### PROBLEM REQUIREMENTS
All of the records should be given back exactly and in full.

Records from a collection
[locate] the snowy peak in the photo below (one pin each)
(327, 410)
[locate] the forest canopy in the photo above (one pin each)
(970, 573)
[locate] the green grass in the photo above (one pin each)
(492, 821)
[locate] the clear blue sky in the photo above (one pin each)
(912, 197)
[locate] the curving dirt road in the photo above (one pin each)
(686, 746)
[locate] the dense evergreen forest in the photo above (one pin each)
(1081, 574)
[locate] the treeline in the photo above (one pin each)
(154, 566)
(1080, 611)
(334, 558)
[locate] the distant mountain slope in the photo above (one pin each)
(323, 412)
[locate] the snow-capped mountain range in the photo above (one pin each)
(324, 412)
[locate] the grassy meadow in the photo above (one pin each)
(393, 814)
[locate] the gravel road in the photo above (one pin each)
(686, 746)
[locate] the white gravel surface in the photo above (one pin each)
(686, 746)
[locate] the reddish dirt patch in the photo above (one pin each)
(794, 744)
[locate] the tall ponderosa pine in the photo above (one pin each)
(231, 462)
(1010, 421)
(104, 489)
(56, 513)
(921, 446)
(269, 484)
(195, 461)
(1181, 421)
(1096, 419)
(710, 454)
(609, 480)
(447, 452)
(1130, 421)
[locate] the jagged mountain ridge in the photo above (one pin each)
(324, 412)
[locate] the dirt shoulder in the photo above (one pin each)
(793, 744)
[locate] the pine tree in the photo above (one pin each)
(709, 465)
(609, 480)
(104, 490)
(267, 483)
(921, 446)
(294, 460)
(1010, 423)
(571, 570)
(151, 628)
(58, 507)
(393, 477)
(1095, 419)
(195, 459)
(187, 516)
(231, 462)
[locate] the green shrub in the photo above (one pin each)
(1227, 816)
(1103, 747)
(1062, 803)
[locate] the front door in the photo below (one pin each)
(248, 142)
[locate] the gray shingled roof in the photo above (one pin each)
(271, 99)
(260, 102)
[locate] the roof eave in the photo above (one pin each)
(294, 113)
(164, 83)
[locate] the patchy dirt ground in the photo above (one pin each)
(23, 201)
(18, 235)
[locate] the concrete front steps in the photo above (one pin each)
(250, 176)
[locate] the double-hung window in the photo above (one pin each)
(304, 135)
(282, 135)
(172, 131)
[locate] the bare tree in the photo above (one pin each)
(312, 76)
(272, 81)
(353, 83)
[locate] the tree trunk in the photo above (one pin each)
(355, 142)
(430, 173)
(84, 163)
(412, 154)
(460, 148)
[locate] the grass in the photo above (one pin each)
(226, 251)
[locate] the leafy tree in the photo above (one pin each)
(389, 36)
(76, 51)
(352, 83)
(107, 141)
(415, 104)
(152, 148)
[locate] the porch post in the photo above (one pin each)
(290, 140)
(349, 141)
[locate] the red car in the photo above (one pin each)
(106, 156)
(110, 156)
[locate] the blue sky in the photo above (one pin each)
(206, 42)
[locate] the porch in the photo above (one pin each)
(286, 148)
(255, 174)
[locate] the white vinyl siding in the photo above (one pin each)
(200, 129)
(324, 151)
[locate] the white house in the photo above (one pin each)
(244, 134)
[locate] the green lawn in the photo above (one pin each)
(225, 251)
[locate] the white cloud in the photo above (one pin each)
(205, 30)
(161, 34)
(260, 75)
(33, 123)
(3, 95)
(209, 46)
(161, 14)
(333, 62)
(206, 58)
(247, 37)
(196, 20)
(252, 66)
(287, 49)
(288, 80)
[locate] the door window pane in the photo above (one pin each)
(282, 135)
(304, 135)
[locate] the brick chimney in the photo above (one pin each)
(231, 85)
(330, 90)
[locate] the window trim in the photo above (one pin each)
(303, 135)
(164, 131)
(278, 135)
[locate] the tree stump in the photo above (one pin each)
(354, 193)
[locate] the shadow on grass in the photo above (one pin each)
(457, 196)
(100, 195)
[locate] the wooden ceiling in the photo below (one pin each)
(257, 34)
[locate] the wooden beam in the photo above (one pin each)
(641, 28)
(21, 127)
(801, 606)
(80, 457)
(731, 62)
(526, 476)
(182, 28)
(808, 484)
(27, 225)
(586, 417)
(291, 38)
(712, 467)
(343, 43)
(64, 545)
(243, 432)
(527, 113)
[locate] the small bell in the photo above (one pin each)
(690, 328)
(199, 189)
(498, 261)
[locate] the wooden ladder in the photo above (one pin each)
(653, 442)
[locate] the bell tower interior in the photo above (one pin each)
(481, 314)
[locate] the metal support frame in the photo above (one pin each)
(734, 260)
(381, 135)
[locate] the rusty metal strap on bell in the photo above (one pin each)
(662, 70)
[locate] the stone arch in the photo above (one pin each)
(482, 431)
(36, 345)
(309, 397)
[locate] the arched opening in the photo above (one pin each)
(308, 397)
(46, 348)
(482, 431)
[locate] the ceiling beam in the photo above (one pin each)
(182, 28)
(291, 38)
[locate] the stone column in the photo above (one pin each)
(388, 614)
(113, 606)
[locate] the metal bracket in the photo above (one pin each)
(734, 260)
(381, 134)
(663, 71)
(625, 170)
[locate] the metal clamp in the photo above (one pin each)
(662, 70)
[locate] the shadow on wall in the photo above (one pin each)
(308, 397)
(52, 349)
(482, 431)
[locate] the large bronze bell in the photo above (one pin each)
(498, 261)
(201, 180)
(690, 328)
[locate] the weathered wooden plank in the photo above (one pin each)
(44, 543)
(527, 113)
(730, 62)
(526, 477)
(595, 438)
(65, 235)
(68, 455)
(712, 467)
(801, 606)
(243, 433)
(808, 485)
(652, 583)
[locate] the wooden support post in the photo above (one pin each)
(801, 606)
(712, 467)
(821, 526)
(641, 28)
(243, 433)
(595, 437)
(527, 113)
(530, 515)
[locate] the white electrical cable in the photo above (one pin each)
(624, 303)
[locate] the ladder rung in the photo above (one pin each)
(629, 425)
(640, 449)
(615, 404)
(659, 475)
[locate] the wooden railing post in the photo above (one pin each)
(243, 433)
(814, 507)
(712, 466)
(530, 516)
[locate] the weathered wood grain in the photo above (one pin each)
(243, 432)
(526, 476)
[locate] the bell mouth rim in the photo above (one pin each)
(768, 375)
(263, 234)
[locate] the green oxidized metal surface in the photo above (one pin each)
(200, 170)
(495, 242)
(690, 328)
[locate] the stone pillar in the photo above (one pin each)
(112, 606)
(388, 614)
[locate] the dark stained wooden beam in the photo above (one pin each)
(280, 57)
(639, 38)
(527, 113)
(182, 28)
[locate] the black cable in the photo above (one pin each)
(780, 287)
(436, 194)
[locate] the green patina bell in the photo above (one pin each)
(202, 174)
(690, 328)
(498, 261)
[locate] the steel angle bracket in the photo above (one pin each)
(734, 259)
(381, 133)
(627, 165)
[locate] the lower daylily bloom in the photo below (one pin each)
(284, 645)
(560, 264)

### TASK ANSWER
[locate] the snowy peak in the photo below (one pin each)
(327, 410)
[locate] the forest canopy in the photo above (one pin each)
(970, 573)
[locate] the green grass in the photo above (one pin each)
(492, 821)
[locate] the clear blue sky in the photo above (one pin each)
(912, 197)
[locate] the curving dirt road in the photo above (one pin each)
(686, 746)
[locate] the dense evergreen forest in the photo above (one pin each)
(1081, 574)
[locate] the treeline in the photo above (one pin each)
(154, 566)
(1080, 611)
(334, 558)
[locate] the distant mountain slope in the photo above (one pin each)
(323, 412)
[locate] the snow-capped mountain range in the photo above (one pin each)
(324, 412)
[locate] the grassy meadow in the photo above (one pin each)
(393, 814)
[locate] the gravel road in the photo above (one pin each)
(686, 746)
[locate] the white gravel surface in the photo above (one pin each)
(686, 746)
[locate] the reddish dirt patch in the photo above (one pin each)
(794, 744)
[locate] the tall ponderosa pine in the photo above (one pin each)
(231, 462)
(1010, 421)
(104, 489)
(56, 513)
(921, 446)
(269, 484)
(195, 461)
(1181, 421)
(1096, 419)
(710, 454)
(609, 480)
(447, 452)
(1130, 421)
[locate] the jagged mountain ridge in the photo above (one pin each)
(324, 412)
[locate] the dirt shoulder in the photo above (one pin each)
(793, 744)
[locate] the pine tree in the photo above (one pin each)
(709, 465)
(609, 480)
(104, 490)
(267, 483)
(921, 446)
(294, 460)
(1010, 423)
(571, 570)
(151, 628)
(58, 507)
(393, 477)
(1095, 419)
(195, 459)
(187, 516)
(231, 462)
[locate] the green shrub in the photo above (one pin each)
(1227, 816)
(1103, 747)
(1062, 803)
[locate] the front door in the photo below (one pin each)
(248, 142)
[locate] the gray shingled roof in the photo above (one pin each)
(271, 99)
(260, 102)
[locate] the roof eave in the photo above (one pin each)
(294, 113)
(164, 83)
[locate] the patchy dirt ground in the photo above (one pin each)
(23, 201)
(18, 235)
[locate] the concrete front steps in the photo above (one pin each)
(250, 176)
[locate] the double-hung window in the photo above (one pin each)
(304, 135)
(282, 135)
(172, 131)
[locate] the bare tree in the photo above (one pin each)
(312, 76)
(272, 81)
(353, 83)
[locate] the tree trunk in the photo above (one pin each)
(355, 142)
(430, 173)
(84, 163)
(412, 154)
(460, 148)
[locate] the grass in the photo above (one pin each)
(226, 251)
[locate] the leafy tree in the photo above (one pin each)
(389, 36)
(76, 51)
(352, 83)
(107, 141)
(415, 104)
(152, 148)
[locate] the porch post in the photo above (one pin each)
(290, 140)
(349, 141)
[locate] the red car in the photo above (one pin each)
(106, 156)
(110, 156)
[locate] the blue sky in the photo above (one pin each)
(206, 42)
[locate] the porch in the photo above (one pin each)
(286, 148)
(255, 174)
[locate] the white vinyl siding in the photo above (one pin each)
(200, 129)
(324, 151)
[locate] the white house in the photo above (one pin each)
(244, 134)
[locate] the green lawn in the photo above (one pin each)
(225, 251)
[locate] the white cloud in the photo above (one pin each)
(205, 30)
(161, 34)
(260, 75)
(33, 123)
(3, 95)
(209, 46)
(161, 14)
(333, 62)
(206, 58)
(247, 37)
(196, 20)
(252, 66)
(287, 49)
(288, 80)
[locate] the door window pane in the photo above (one pin each)
(282, 135)
(304, 135)
[locate] the brick chimney in the photo above (one pin each)
(231, 85)
(330, 90)
[locate] the window trim in the photo above (one pin each)
(303, 135)
(164, 131)
(278, 135)
[locate] the tree stump in the photo above (one pin each)
(354, 193)
[locate] the shadow on grass in the photo above (one pin each)
(457, 196)
(100, 195)
[locate] the wooden ceiling in the photo below (one pin each)
(257, 34)
[locate] the wooden beam in the photo above (one pin each)
(641, 28)
(21, 127)
(801, 606)
(80, 457)
(731, 62)
(526, 476)
(182, 28)
(808, 484)
(27, 225)
(586, 417)
(291, 38)
(712, 467)
(343, 43)
(64, 545)
(243, 432)
(527, 113)
[locate] the small bell in the photo above (one pin each)
(690, 328)
(199, 189)
(498, 261)
[locate] the wooden ladder in the photo above (one pin each)
(653, 442)
[locate] the bell tower interior in the photo above (one pin each)
(481, 314)
[locate] the metal support frame in the photo above (one pin each)
(734, 260)
(381, 135)
[locate] the rusty metal strap on bell in the photo above (one pin each)
(662, 70)
[locate] the stone arch in the photo above (one pin each)
(482, 431)
(36, 345)
(309, 397)
[locate] the arched opening in the photo above (one pin each)
(308, 397)
(46, 348)
(482, 431)
[locate] the ceiling beam in the photo above (one pin each)
(182, 28)
(291, 38)
[locate] the stone column in the photo above (one pin each)
(388, 614)
(113, 606)
[locate] the metal bracket in the photo above (one pin each)
(734, 260)
(381, 134)
(663, 71)
(625, 170)
[locate] the metal clamp in the photo above (one pin each)
(662, 70)
[locate] the shadow on wall in the photo above (one pin each)
(308, 397)
(52, 349)
(482, 431)
[locate] the large bronze bell in the photo above (one pin each)
(498, 261)
(201, 180)
(690, 328)
[locate] the weathered wooden plank in the photo above (one pin each)
(44, 543)
(527, 113)
(730, 62)
(526, 477)
(595, 438)
(65, 235)
(68, 455)
(712, 467)
(801, 606)
(243, 433)
(808, 485)
(652, 583)
[locate] the wooden support post in the photo above (one pin each)
(801, 606)
(712, 467)
(821, 526)
(641, 28)
(243, 433)
(595, 437)
(527, 113)
(530, 515)
[locate] the white electrical cable in the photo above (one pin each)
(624, 303)
[locate] the ladder rung in the photo above (one pin each)
(629, 425)
(640, 449)
(615, 404)
(659, 475)
[locate] the wooden railing post in the photo above (one pin each)
(243, 433)
(814, 507)
(712, 466)
(530, 516)
[locate] the weathered wood grain in the photo above (one pin each)
(243, 432)
(526, 476)
[locate] the bell mouth rim in the photo above (one pin each)
(768, 375)
(263, 234)
[locate] the green oxidized metal surface in the photo above (one pin each)
(200, 170)
(495, 242)
(690, 328)
[locate] the stone pillar in the photo above (one pin each)
(112, 606)
(388, 614)
[locate] the dark stained wooden beam in the photo above (one pin each)
(280, 57)
(639, 38)
(527, 113)
(182, 28)
[locate] the black cable in the photo above (one pin each)
(780, 287)
(436, 194)
[locate] the green patina bell in the photo above (one pin each)
(202, 174)
(690, 328)
(498, 261)
[locate] the steel angle bracket in the photo above (one pin each)
(734, 259)
(381, 133)
(627, 165)
[locate] the lower daylily bloom in the photo below (one pin each)
(284, 645)
(560, 264)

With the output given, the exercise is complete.